[GOAL]
Which lines of the records below contain the word "gray"? Pull out each such line in full.
______
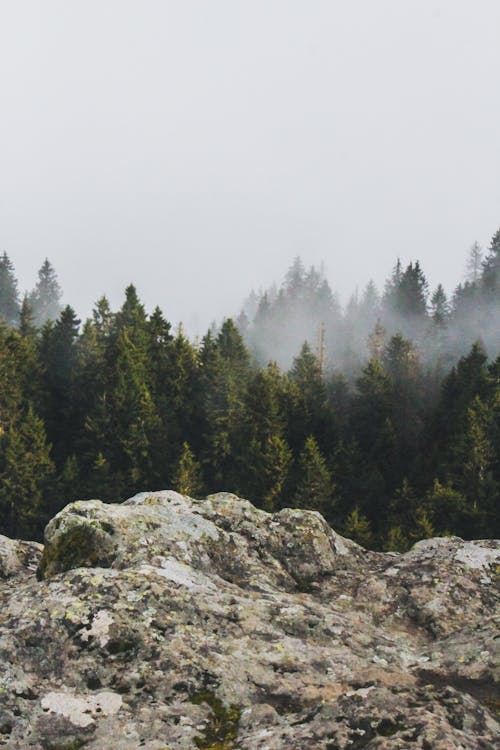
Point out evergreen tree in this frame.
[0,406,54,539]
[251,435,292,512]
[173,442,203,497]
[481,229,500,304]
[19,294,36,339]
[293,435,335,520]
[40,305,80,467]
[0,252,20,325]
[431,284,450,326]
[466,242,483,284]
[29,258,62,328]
______
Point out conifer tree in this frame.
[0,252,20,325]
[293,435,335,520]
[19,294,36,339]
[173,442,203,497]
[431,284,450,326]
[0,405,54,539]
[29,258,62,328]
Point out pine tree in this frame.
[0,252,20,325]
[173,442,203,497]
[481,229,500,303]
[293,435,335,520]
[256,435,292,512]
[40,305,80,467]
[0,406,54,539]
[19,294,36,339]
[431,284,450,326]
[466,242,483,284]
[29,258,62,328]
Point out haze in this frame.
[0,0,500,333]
______
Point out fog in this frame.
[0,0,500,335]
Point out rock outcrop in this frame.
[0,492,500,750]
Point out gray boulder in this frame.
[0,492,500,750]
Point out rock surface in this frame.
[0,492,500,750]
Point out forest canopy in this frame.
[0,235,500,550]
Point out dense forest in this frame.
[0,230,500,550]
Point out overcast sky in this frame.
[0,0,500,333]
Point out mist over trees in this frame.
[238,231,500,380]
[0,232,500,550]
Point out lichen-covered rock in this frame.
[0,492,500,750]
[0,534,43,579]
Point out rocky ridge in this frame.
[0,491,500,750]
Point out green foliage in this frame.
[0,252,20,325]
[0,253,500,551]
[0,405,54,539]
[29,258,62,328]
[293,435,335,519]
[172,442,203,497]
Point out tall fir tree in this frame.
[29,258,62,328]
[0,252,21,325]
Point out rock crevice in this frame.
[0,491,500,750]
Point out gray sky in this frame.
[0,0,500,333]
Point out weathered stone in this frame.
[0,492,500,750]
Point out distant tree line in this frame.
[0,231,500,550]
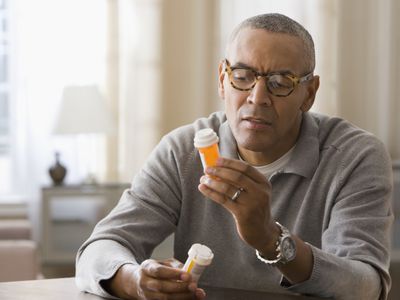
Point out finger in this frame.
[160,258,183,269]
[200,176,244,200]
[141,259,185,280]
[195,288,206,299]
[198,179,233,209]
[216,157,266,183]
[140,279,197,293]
______
[WRITTEN RESPONSE]
Point out gray boulder in this frame.
Point out gray sky in this frame.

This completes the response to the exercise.